### TO BE DONE
Would you copy the material below word for word, keeping every line as it stands?

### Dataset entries
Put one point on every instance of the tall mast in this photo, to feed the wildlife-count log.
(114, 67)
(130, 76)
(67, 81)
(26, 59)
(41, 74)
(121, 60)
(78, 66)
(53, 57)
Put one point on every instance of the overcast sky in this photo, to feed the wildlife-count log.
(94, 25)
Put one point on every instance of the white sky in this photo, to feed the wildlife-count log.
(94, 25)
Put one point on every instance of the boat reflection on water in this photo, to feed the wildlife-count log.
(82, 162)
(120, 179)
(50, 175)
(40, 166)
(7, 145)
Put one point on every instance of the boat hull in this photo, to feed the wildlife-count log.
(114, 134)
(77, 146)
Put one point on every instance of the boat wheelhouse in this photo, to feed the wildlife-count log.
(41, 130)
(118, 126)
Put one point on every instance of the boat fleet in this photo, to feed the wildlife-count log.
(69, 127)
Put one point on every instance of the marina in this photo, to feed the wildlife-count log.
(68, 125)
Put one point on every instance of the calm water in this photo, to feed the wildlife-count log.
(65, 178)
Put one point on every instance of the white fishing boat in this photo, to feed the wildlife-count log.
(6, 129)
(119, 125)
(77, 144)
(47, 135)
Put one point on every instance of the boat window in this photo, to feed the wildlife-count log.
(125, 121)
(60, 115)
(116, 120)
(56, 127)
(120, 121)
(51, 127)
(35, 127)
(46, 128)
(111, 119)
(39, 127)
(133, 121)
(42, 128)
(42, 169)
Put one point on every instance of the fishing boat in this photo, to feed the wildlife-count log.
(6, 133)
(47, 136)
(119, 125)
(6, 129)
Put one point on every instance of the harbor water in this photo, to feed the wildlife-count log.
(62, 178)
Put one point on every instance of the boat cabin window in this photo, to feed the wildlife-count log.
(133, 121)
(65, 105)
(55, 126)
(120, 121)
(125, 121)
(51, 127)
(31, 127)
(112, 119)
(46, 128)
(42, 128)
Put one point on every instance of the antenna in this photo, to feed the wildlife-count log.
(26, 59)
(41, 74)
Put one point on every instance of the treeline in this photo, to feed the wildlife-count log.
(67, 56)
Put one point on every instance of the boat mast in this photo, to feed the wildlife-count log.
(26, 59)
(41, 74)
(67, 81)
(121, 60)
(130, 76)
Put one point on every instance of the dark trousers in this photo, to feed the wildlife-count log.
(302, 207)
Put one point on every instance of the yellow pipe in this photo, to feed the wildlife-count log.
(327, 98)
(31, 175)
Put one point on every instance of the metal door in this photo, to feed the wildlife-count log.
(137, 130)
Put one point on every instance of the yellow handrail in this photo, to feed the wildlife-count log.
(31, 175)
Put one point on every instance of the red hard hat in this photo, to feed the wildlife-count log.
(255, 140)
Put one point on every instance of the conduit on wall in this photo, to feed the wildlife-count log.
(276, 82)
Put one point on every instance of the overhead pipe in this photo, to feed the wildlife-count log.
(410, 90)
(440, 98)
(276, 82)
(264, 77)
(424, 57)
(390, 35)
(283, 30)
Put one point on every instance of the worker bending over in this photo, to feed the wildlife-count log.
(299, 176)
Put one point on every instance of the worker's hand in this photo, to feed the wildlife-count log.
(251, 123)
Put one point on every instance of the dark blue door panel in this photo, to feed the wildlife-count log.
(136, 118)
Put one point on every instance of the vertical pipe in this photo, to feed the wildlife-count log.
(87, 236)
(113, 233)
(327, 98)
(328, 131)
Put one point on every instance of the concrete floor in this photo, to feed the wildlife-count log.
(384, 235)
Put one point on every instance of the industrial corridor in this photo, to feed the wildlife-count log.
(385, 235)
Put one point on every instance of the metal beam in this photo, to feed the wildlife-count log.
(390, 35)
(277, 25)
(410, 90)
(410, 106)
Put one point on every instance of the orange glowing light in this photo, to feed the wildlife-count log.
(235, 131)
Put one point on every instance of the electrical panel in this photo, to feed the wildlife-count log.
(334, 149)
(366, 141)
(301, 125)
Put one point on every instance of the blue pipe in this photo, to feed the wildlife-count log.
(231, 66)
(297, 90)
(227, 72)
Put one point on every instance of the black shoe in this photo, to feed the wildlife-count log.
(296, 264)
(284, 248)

### COMPLETE ANSWER
Put one point on every instance of the tall mast in this photo, to feed the wildlife-count log.
(114, 67)
(130, 76)
(67, 81)
(26, 59)
(41, 74)
(121, 60)
(78, 66)
(53, 57)
Put one point on every instance of the overcast sky in this photo, to feed the wildlife-count log.
(94, 25)
Put one point on every instance of the white sky in this photo, to feed the wildlife-count log.
(94, 25)
Put one point on every instance of the boat reflection on water in this photo, to feed the wildlife-count log.
(82, 162)
(120, 179)
(50, 175)
(40, 166)
(7, 145)
Put one point on every instance of the boat hull in this photo, to feed the wildlife-count log.
(114, 134)
(77, 146)
Put one point on every instance of the boat wheelhouse in this photo, to feed the wildlife-count log.
(41, 130)
(118, 126)
Put one point on every instance of the boat fleet in this photo, to feed the wildlife-count log.
(69, 127)
Put one point on every instance of the marina in this photo, to feed the wildlife-count log.
(68, 125)
Put one point on every instance of the calm water in this photo, to feed the wildlife-count log.
(65, 178)
Put one point on every instance of the white fishing boat in this photo, to feed the wildlife-count log.
(6, 129)
(119, 125)
(77, 144)
(47, 135)
Put one point on every instance of the boat window in this photo, to feed the wildlife-count log.
(125, 121)
(60, 115)
(116, 120)
(56, 127)
(120, 121)
(51, 127)
(35, 127)
(46, 128)
(111, 119)
(39, 127)
(133, 121)
(42, 128)
(42, 169)
Put one point on every instance of the fishing boat in this photo, to feed the wildlife-count log.
(6, 133)
(47, 136)
(119, 125)
(6, 129)
Put one point on every instance of the harbor water in this photo, to feed the wildlife-count log.
(62, 178)
Put one point on every instance of the boat cabin window in this photo, to feed the wildlife-count log.
(133, 121)
(65, 105)
(55, 126)
(120, 121)
(125, 121)
(51, 127)
(31, 127)
(112, 119)
(46, 128)
(42, 128)
Put one point on every instance of the antenna in this photo, to feed the wildlife-count log.
(26, 59)
(41, 74)
Put one point on every instance of the treeline in this photo, to feed the wildlife-count log.
(67, 56)
Put one point on every instance of the boat mast in this photo, to feed the wildlife-count log.
(26, 59)
(41, 74)
(67, 81)
(121, 60)
(130, 76)
Put one point on every instance of the dark trousers in this photo, to feed the wildlife-count log.
(302, 207)
Put one point on every instance of the yellow pipe in this photo, to feed the wildlife-count log.
(327, 98)
(31, 175)
Put one point on every instance of the metal door in this photo, to feed the wildlife-count log.
(137, 130)
Put one point on every instance of the yellow handrail in this photo, to feed the wildlife-count log.
(31, 175)
Put one point on every instance of the red hard hat in this photo, to feed the wildlife-count log.
(255, 140)
Put one point on every instance of the conduit on wall in this photo, to feed the wildlife-count log.
(276, 82)
Put one point on every instance of the overhead pipe in this photo, to feed the wildlife-count log.
(410, 90)
(440, 98)
(276, 82)
(264, 77)
(424, 57)
(390, 35)
(283, 30)
Put one point on every instance of the worker bending over in this photo, to feed the wildlife-count log.
(299, 176)
Put one point on every instance of the worker's hand in this photo, to feed the wildlife-count log.
(251, 123)
Put one point on every instance of the dark blue door panel in this photo, to feed the wildlife-count log.
(136, 118)
Put one point on every instance of the vertical pipe in this photo, to feed the wildlife-count log.
(87, 236)
(113, 233)
(327, 98)
(328, 131)
Put one point on every instance of the concrete floor in this photo, to feed the wildlife-count log.
(384, 235)
Put one point on every instance of the industrial corridor in this photo, to feed the wildlife-count log.
(385, 235)
Put one point on every instance of the metal beam in this photo, to feed the wildlife-count log.
(390, 35)
(277, 25)
(410, 90)
(410, 106)
Put one point on every instance of the orange glowing light in this photo, to feed the wildlife-count log.
(235, 131)
Put one point on every instance of the electrical panel in this photo, to feed the wildlife-count log.
(334, 149)
(366, 141)
(301, 125)
Put one point on every instance of the blue pipe in this photo, to feed the wildlife-count log.
(231, 66)
(297, 90)
(227, 72)
Put one point on every instance of the black shoe in this photo, to feed the wildlife-count log.
(296, 264)
(284, 248)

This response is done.